The task =>
Where the material below has a line containing "Annotate the balcony", start repeating exactly, and keep going through the line containing "<point>166,148</point>", with no other lines.

Provided information =>

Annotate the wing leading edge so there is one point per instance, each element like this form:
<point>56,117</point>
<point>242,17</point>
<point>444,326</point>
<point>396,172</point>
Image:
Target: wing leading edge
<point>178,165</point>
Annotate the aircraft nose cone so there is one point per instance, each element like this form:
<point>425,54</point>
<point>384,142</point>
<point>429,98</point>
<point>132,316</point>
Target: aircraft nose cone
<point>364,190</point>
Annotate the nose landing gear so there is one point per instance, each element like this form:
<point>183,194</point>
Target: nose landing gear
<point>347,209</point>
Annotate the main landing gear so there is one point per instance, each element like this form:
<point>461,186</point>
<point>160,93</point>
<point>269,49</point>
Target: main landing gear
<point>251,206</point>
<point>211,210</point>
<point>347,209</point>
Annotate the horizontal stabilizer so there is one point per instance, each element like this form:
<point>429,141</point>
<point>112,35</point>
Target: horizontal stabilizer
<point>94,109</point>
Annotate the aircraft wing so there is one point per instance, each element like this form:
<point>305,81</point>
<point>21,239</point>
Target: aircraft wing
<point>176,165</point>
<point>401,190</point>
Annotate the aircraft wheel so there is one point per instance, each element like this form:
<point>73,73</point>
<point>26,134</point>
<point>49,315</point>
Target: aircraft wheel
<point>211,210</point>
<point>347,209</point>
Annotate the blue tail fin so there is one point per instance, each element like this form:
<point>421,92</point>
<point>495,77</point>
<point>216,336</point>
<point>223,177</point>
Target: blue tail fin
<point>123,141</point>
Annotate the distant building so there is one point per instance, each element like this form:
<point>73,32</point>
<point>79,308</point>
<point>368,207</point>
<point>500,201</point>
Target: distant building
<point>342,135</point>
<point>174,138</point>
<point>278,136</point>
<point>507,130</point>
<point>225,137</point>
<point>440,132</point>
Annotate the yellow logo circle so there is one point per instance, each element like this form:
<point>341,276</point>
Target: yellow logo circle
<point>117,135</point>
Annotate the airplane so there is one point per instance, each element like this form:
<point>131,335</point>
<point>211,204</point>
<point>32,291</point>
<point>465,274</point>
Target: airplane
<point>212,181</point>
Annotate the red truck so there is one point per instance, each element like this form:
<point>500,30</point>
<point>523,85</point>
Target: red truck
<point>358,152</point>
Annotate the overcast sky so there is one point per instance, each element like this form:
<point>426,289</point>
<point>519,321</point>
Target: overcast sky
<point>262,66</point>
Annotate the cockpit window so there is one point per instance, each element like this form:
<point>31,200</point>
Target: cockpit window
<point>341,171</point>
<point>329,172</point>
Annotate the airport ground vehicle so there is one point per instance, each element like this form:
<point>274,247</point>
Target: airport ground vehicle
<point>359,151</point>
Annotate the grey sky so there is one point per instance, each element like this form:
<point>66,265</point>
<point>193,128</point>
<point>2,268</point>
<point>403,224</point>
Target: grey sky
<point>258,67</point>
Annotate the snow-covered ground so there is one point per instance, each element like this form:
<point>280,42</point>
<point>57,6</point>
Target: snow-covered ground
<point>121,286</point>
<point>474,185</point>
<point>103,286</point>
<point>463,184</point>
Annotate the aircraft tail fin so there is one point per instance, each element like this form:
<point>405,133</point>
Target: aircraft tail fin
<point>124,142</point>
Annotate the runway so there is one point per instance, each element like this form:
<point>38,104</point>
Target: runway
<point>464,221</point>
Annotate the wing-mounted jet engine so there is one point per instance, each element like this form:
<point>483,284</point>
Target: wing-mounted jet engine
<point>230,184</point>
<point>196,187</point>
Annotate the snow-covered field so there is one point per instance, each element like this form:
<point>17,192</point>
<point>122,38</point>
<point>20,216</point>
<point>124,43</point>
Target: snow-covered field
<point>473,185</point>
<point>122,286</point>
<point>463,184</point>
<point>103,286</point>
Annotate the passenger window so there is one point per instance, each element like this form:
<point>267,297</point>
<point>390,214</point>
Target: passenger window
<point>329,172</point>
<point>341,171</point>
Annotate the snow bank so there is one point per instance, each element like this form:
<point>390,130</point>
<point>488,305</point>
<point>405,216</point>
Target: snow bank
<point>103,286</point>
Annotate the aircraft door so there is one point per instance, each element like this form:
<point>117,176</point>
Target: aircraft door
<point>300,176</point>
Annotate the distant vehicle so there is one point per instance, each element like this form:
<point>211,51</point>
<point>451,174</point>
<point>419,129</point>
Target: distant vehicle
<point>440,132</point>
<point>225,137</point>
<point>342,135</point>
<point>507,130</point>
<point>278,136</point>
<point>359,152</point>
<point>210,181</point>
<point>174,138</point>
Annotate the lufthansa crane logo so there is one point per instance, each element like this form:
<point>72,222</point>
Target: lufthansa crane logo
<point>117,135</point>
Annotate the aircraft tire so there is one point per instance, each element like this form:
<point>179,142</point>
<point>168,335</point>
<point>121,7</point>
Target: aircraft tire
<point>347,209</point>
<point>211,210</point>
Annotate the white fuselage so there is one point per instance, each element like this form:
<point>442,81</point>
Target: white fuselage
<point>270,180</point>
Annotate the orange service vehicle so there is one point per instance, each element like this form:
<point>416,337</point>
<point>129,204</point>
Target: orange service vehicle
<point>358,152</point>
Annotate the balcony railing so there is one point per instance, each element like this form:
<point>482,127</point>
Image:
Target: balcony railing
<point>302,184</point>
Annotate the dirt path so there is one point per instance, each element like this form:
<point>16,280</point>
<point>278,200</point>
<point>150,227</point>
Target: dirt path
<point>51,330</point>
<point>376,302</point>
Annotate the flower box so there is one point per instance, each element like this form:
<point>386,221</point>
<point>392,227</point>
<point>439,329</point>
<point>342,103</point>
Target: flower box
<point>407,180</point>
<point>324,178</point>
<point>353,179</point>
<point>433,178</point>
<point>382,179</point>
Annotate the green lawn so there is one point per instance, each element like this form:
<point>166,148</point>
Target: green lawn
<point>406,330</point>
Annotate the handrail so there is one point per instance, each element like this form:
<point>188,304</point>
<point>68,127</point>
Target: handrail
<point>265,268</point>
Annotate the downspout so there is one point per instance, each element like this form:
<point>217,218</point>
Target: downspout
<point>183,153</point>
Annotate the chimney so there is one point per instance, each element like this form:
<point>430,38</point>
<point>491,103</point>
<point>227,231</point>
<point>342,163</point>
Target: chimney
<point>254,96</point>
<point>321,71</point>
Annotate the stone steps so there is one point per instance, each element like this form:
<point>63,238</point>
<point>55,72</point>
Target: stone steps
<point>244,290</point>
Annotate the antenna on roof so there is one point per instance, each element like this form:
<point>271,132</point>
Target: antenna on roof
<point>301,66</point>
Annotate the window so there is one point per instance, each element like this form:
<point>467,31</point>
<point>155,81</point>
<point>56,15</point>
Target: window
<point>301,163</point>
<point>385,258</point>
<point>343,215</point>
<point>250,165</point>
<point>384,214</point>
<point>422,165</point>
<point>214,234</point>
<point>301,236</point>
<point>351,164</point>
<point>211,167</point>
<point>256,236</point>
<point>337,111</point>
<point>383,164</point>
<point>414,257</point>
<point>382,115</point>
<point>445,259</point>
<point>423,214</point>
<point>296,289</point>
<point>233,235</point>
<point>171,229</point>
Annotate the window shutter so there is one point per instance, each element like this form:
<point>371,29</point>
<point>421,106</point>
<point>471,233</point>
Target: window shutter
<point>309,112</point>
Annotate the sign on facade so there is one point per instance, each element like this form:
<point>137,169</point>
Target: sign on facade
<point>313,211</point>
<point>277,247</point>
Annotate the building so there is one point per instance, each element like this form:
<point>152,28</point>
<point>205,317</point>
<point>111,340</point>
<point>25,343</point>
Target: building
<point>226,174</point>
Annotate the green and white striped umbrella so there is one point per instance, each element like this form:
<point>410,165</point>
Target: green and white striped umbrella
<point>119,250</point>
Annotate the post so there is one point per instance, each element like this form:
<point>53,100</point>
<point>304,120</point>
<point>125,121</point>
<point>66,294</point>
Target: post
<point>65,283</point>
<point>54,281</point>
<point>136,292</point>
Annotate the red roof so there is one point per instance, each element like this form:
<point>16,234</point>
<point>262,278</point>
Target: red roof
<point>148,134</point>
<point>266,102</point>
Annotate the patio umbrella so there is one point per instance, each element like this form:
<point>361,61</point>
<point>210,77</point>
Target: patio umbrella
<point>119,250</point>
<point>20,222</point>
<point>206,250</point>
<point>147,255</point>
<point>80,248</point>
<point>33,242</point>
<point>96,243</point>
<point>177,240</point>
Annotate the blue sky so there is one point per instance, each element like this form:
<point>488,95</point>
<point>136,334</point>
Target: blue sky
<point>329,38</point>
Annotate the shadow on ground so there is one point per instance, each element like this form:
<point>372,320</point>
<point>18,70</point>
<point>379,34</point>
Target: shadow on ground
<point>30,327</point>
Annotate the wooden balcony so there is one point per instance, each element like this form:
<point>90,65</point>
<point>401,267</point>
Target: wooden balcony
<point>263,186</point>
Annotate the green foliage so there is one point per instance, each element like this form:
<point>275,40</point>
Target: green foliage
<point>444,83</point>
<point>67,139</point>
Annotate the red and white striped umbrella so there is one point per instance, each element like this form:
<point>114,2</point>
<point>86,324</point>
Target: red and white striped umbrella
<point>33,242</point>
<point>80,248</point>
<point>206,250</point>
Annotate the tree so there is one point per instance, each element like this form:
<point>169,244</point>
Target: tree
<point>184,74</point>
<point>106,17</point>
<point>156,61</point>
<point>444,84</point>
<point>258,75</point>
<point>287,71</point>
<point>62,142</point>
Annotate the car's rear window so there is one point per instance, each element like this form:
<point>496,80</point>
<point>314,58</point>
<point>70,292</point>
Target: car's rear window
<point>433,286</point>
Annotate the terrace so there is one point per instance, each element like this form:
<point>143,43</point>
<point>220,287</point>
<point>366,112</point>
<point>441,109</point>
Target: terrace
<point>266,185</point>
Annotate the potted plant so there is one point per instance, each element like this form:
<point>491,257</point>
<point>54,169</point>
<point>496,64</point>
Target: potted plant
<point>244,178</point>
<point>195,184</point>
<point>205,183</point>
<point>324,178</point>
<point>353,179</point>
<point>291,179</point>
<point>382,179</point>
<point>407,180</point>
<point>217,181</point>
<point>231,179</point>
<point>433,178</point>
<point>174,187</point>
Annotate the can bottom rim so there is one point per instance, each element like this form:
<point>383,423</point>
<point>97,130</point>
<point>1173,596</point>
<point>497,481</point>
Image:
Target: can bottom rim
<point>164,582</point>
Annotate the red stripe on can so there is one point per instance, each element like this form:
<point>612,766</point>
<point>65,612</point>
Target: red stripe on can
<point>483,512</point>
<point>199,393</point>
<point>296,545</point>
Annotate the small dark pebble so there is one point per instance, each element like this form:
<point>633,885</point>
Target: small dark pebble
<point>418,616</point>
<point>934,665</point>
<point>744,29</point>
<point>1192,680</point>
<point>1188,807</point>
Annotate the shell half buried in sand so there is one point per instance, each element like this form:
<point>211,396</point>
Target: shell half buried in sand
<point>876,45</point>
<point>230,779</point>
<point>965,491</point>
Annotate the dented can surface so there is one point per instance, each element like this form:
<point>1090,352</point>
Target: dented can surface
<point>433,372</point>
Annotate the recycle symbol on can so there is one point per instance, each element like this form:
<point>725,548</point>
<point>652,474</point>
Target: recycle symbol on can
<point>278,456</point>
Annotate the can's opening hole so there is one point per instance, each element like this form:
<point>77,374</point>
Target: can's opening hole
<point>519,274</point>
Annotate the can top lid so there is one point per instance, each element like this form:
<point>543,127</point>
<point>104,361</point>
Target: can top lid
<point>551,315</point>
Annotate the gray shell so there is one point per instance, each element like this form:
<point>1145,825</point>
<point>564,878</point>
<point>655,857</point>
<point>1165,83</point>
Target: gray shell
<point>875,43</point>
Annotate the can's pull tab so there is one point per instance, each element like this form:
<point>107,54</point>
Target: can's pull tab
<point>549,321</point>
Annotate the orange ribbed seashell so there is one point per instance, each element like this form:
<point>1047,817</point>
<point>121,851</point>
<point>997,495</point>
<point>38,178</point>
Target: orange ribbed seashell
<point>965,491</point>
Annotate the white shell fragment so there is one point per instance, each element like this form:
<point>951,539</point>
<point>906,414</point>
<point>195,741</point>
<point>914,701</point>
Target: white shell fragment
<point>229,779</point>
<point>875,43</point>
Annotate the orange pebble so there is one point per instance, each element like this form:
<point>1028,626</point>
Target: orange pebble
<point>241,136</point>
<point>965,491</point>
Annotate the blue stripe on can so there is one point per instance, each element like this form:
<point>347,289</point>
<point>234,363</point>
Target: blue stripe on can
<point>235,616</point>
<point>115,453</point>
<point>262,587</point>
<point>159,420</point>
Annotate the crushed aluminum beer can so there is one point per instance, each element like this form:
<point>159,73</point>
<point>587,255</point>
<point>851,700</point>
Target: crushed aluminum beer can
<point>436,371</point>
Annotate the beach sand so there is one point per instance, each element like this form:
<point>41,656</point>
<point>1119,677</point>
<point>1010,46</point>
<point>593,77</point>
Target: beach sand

Solution for this task =>
Annotate the balcony railing so there is one point per instance, each element like this form:
<point>482,127</point>
Image:
Target: balcony railing
<point>302,184</point>
Annotate the dirt path so there is one point per instance, each element like this form:
<point>16,280</point>
<point>278,200</point>
<point>150,227</point>
Target: dirt path
<point>51,330</point>
<point>376,302</point>
Annotate the flower box so there is one point per instance, each element like this form:
<point>386,221</point>
<point>392,227</point>
<point>439,329</point>
<point>342,103</point>
Target: flower box
<point>407,180</point>
<point>324,178</point>
<point>353,179</point>
<point>433,178</point>
<point>382,179</point>
Annotate the green lawn so there is one point per instance, each element like this form:
<point>166,148</point>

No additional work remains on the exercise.